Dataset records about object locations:
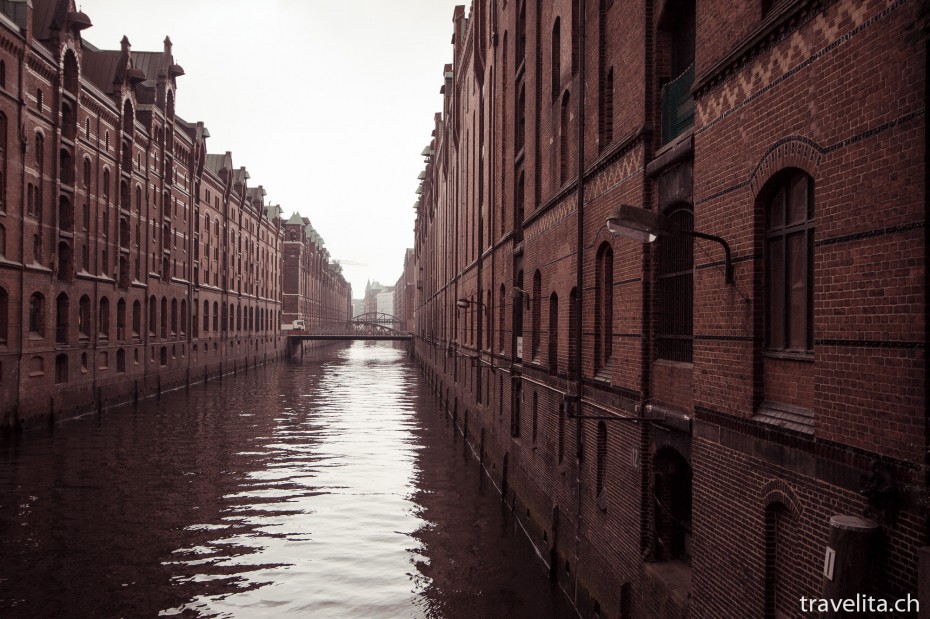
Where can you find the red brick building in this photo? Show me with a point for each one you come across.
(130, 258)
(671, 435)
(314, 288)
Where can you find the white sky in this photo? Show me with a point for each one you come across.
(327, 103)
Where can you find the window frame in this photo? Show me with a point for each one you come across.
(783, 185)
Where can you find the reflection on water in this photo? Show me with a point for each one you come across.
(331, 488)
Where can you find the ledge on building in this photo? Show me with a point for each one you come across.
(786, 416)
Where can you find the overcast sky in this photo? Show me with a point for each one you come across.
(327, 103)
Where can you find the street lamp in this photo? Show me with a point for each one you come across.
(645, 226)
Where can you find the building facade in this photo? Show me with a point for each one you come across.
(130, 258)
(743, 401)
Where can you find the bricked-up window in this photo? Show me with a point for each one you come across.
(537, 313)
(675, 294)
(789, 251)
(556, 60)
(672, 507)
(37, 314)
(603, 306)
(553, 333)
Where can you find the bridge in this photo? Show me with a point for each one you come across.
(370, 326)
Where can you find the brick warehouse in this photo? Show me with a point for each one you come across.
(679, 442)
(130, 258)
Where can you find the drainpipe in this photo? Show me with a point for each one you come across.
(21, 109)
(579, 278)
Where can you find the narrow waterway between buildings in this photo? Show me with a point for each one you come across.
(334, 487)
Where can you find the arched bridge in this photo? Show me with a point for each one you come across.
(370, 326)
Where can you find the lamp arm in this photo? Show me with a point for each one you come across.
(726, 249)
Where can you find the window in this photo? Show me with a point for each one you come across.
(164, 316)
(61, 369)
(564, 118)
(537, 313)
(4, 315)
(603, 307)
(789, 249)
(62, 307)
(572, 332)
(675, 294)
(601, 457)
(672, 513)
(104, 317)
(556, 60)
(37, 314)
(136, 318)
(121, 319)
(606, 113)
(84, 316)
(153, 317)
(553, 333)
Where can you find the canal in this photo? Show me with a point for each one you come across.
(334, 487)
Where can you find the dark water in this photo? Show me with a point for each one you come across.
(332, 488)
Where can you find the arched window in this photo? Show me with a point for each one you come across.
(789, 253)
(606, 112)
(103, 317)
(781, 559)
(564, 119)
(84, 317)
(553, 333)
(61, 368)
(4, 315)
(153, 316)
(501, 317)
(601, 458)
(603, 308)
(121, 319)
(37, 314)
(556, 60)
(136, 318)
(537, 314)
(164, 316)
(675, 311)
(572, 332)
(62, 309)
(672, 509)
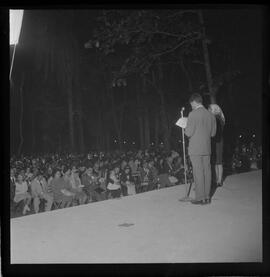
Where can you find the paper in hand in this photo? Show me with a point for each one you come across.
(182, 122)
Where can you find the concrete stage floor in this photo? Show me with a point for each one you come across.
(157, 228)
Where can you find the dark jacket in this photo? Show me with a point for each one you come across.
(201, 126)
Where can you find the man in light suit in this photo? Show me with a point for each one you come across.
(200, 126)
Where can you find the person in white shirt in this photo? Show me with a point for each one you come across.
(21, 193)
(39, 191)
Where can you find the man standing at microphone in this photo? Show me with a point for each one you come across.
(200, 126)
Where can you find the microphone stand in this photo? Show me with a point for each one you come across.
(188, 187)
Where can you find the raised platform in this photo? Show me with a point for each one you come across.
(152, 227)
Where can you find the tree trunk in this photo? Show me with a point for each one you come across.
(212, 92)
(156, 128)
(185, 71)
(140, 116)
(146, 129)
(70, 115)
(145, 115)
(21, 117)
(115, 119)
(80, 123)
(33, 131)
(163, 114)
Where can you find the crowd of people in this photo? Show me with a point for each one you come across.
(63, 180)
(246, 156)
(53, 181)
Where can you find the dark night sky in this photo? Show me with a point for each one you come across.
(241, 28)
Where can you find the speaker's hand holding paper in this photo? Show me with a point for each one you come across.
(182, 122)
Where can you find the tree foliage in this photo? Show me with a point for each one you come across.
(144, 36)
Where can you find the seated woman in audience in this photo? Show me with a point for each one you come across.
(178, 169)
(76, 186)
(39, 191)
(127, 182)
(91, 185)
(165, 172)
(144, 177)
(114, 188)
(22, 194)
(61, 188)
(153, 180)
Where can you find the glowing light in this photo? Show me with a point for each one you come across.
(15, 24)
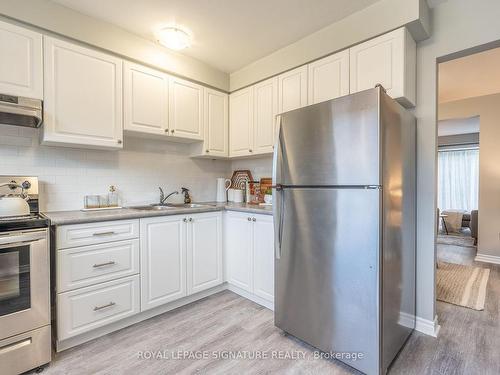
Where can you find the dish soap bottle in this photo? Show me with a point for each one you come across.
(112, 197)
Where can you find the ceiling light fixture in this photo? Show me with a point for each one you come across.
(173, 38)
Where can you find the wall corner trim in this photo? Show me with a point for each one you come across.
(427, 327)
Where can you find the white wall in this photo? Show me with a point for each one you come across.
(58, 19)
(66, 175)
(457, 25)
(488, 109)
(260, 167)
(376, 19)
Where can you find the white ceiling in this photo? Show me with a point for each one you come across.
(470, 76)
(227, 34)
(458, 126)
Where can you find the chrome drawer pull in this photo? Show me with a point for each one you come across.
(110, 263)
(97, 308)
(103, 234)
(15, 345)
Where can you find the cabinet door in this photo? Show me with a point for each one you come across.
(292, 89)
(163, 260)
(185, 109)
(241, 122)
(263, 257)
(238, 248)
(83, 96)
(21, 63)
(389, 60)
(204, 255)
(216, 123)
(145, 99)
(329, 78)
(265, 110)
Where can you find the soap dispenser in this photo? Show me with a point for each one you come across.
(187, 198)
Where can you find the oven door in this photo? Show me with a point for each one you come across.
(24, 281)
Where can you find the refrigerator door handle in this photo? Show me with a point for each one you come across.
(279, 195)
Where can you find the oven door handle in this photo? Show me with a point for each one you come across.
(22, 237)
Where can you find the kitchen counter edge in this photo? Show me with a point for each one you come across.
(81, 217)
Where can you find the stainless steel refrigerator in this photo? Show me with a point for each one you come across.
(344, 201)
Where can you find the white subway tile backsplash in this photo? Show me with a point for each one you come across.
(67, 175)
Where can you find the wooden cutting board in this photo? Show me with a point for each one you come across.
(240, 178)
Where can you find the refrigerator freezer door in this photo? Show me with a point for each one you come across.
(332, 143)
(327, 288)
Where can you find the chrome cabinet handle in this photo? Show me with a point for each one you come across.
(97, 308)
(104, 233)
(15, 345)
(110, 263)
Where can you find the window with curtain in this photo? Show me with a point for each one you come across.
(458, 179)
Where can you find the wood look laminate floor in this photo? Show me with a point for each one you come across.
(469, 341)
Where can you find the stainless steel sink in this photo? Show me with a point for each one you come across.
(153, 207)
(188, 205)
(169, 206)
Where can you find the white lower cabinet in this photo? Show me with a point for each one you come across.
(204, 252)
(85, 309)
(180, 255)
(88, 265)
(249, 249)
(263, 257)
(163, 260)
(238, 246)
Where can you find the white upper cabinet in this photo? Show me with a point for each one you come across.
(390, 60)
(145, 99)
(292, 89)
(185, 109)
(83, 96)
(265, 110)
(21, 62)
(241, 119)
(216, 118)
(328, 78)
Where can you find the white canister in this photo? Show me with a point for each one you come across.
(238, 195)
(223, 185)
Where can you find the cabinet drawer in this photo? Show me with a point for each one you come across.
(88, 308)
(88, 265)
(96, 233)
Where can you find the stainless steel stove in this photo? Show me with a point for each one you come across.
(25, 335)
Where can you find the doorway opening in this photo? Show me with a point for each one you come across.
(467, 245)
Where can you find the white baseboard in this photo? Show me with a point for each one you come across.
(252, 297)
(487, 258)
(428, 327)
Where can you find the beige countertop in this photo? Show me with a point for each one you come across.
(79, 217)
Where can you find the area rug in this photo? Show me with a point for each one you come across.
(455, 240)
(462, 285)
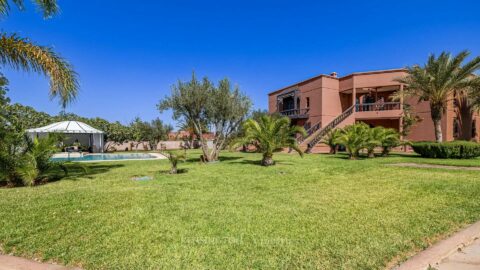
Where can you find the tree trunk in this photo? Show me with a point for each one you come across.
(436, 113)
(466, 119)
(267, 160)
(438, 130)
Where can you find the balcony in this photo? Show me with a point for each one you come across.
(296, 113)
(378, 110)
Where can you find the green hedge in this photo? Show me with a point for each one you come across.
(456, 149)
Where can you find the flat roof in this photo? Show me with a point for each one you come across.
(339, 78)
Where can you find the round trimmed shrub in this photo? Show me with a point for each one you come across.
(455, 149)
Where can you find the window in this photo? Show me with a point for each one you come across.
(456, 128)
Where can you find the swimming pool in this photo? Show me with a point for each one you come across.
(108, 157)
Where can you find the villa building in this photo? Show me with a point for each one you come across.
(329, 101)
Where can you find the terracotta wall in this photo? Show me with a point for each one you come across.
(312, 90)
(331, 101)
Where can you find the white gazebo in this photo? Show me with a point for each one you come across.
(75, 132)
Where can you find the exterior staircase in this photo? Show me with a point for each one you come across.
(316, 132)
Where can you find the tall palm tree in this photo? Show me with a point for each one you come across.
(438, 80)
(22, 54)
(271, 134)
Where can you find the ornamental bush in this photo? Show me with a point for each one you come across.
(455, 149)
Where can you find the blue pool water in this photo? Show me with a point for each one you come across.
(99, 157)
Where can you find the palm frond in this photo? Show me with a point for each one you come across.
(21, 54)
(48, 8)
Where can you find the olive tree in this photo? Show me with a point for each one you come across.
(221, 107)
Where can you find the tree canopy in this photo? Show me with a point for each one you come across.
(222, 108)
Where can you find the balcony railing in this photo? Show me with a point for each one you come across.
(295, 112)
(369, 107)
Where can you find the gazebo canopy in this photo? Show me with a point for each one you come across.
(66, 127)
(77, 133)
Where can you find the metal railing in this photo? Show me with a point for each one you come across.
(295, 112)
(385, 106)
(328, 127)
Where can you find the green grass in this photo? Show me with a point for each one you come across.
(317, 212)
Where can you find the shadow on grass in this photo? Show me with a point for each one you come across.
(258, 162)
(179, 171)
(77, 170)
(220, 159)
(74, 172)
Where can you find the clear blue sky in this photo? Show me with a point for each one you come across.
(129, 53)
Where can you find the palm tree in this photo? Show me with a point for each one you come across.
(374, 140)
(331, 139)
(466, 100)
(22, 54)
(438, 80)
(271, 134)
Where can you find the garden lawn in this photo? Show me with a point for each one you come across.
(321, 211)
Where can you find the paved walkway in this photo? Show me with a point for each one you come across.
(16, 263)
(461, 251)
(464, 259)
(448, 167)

Given exercise: Set down exactly what runs from the line with "Where can you find the shadow" to the last line of the data above, including both of those lines and no others.

Written response:
Where can you find the shadow on grass in this photo? Show me with a point for each one you come across.
(258, 162)
(179, 171)
(77, 170)
(220, 159)
(74, 172)
Where can you find the clear blue sky in this photo? Show me with a point for each one you come across.
(129, 53)
Where can you find the palm tree in this photo? Show me with a point for each one you come across.
(374, 140)
(331, 139)
(466, 100)
(22, 54)
(438, 80)
(271, 134)
Where can you find the garden lawn in this photo? Show me with a point for each one you come across.
(321, 211)
Where can you find the paved walkway in this photo? Show me with a point for each one you come across.
(16, 263)
(461, 251)
(464, 259)
(448, 167)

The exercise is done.